## start Rows

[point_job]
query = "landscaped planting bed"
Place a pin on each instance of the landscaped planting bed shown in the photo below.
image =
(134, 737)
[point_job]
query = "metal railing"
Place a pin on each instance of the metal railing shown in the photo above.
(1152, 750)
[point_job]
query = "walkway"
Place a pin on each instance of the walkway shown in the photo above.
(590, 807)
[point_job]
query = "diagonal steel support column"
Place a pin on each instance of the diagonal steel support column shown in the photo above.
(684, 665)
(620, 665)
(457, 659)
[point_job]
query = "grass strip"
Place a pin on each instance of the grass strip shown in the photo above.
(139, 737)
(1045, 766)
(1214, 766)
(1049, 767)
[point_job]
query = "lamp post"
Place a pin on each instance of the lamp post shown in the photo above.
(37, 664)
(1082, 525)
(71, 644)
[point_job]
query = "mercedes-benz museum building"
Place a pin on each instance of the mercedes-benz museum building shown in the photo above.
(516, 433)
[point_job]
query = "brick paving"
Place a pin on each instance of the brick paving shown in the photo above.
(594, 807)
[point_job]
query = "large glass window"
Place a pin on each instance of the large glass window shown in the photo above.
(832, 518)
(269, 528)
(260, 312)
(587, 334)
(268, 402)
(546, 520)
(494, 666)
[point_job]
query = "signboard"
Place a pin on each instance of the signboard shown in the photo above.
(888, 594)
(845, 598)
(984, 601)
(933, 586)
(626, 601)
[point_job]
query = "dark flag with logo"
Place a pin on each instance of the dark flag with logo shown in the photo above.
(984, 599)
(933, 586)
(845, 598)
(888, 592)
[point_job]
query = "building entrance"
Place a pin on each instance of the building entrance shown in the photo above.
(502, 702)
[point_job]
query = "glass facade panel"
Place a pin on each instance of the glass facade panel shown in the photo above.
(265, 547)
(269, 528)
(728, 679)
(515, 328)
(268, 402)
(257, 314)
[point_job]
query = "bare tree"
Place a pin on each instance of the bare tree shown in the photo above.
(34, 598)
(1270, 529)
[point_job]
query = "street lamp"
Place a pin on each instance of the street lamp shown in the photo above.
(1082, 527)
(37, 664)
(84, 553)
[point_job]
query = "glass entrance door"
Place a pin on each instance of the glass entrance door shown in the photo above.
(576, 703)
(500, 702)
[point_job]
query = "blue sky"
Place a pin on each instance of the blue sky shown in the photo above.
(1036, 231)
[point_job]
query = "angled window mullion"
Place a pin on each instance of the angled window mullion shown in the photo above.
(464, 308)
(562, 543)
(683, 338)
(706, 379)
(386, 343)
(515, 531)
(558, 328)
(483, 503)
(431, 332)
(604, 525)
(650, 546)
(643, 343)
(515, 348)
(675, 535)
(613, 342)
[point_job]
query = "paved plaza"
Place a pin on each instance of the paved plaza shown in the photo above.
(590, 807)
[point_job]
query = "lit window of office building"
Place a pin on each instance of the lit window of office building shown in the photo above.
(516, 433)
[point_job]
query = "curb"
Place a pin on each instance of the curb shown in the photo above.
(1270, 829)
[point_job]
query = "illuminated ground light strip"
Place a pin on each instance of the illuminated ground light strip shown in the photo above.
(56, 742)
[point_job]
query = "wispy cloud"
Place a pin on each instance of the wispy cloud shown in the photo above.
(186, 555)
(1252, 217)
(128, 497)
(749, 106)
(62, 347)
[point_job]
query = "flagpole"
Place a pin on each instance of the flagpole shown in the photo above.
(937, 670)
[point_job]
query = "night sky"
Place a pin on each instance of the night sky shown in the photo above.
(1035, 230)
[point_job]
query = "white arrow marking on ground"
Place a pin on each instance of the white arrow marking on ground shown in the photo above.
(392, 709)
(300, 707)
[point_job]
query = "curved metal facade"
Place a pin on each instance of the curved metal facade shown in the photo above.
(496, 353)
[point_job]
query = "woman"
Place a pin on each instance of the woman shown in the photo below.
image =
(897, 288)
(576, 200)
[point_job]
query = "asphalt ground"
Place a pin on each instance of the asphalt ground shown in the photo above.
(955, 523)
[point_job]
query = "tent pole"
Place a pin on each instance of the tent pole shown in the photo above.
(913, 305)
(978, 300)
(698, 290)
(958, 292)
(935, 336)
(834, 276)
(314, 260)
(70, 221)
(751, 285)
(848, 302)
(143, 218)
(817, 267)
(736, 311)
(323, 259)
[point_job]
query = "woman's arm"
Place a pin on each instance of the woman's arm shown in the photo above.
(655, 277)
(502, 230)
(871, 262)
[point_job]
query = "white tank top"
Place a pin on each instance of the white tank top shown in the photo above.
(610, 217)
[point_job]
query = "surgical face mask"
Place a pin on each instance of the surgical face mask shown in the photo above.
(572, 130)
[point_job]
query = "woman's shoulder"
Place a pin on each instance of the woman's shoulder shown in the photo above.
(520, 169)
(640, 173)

## end Rows
## start Rows

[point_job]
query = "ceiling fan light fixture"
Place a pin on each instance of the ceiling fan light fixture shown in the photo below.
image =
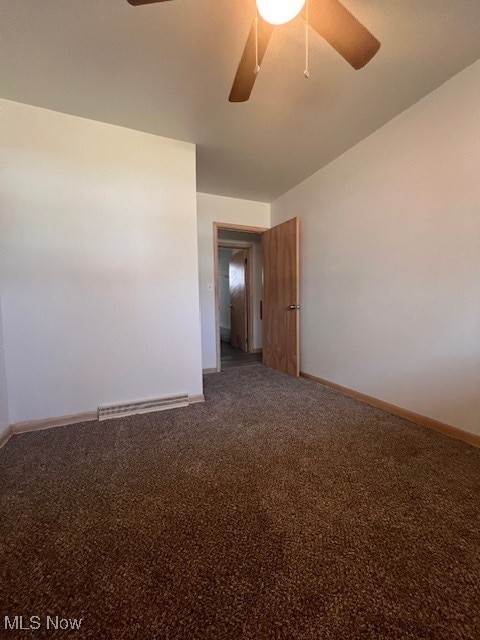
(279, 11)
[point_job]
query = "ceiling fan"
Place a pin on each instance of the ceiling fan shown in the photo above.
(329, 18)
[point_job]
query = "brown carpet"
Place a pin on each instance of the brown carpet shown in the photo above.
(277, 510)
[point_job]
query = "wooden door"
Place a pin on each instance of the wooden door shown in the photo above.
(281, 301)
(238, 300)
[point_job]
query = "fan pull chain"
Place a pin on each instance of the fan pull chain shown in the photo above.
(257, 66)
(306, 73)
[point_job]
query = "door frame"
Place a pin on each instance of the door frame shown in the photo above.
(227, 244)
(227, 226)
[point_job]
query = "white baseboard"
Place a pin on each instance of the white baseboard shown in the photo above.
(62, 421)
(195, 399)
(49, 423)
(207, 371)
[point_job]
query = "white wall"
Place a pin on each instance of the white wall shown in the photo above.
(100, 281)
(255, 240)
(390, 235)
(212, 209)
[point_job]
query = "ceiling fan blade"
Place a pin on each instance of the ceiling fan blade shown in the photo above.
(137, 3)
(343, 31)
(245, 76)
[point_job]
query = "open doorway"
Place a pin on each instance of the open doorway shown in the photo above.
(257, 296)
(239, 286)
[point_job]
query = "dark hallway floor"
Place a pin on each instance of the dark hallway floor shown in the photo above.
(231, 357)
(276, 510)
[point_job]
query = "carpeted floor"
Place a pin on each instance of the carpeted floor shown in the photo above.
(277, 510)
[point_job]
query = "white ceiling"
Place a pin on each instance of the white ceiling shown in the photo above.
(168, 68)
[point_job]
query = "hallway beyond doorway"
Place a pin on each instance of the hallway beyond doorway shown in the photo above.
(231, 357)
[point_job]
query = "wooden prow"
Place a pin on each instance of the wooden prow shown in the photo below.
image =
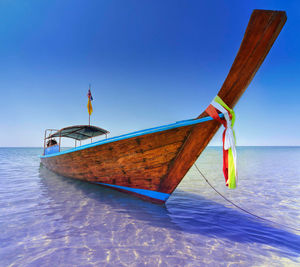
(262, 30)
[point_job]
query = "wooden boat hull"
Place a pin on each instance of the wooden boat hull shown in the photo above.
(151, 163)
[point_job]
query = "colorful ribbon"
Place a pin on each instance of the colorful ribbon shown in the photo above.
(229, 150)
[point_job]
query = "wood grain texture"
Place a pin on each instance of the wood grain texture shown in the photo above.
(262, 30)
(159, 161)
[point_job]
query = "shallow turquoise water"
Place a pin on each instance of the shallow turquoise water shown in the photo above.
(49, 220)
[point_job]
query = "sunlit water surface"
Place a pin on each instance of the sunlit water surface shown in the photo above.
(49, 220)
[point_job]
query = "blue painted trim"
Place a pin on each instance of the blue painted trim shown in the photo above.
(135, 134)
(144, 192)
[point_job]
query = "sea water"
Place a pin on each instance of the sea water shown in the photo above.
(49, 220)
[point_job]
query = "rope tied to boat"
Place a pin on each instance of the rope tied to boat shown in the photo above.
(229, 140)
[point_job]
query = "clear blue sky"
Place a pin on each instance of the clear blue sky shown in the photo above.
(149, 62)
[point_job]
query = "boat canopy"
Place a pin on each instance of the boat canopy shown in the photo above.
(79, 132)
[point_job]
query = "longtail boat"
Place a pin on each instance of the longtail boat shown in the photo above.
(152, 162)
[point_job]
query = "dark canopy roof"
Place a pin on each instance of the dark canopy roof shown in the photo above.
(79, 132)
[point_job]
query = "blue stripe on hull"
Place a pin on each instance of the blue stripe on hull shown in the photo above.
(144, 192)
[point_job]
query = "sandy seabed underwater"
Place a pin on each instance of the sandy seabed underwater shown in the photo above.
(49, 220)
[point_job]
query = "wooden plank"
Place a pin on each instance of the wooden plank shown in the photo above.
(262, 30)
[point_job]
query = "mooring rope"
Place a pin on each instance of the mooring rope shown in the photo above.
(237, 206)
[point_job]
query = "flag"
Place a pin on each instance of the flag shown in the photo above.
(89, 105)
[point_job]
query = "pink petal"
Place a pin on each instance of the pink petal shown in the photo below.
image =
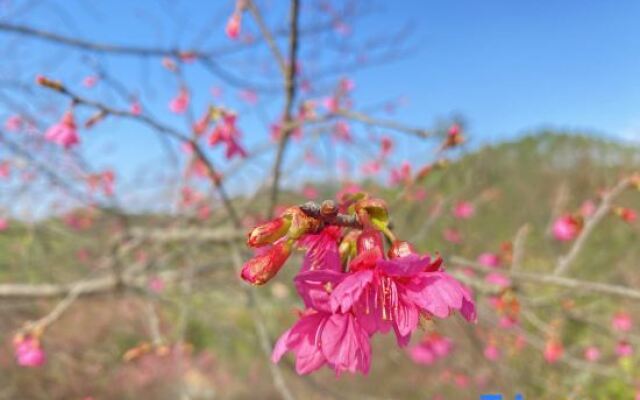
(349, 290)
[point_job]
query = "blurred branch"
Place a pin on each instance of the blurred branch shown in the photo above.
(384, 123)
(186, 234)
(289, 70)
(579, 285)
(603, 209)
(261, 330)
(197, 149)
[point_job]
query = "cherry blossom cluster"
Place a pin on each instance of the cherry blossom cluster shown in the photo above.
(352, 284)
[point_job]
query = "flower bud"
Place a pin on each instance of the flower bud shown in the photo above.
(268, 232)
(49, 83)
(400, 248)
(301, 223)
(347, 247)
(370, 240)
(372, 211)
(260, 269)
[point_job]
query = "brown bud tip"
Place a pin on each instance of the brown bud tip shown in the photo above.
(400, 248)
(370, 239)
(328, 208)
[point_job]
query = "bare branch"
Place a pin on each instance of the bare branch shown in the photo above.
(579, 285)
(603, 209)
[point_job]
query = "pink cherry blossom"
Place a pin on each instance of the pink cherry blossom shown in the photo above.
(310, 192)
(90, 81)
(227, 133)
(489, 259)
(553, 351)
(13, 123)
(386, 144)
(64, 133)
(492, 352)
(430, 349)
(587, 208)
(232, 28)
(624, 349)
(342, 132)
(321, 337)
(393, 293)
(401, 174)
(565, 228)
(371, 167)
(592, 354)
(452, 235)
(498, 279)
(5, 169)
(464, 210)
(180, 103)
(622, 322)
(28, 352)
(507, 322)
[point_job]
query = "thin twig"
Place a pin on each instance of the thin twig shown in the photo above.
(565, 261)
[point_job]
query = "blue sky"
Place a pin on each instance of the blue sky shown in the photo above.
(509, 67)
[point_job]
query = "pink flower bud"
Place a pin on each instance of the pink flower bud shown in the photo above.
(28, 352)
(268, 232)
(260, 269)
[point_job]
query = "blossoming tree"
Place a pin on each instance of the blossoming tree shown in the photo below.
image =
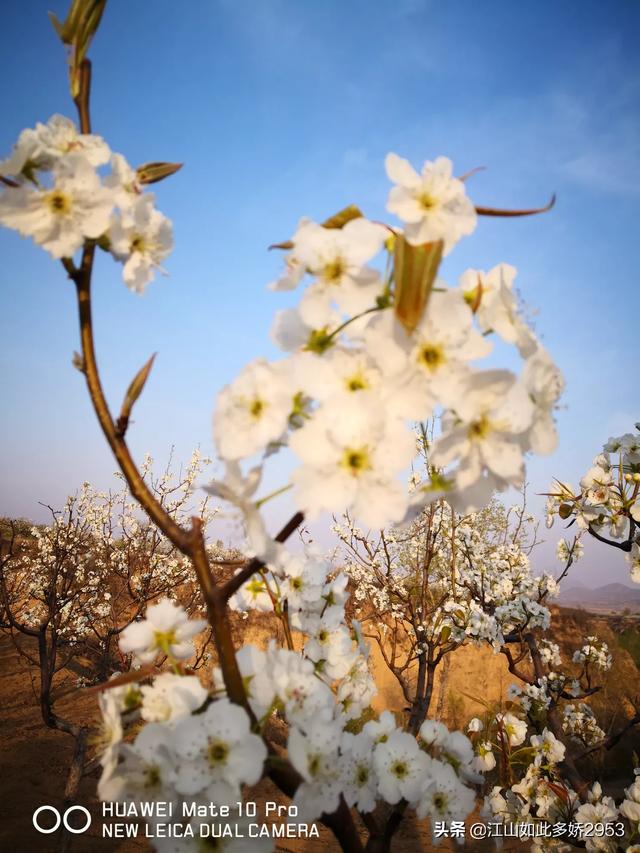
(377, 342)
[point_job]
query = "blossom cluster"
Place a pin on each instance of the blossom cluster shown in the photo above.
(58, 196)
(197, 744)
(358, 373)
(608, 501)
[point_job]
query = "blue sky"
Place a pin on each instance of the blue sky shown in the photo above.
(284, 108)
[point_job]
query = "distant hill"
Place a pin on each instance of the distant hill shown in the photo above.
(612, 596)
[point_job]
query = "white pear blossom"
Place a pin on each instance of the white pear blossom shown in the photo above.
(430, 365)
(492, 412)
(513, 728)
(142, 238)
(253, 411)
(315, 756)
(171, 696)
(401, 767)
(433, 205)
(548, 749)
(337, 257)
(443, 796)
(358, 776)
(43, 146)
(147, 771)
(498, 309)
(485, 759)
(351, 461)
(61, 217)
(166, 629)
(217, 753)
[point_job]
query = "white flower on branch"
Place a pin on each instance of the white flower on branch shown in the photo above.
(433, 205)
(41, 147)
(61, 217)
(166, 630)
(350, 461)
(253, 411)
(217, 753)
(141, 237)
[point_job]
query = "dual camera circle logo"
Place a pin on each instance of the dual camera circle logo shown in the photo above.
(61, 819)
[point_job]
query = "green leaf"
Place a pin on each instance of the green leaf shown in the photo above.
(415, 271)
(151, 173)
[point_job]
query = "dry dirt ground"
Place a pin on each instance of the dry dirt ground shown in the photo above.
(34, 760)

## end Rows

— Written exercise —
Count the lines in the records above that contain the word "planting" and reply with that number alone.

— Finished task —
2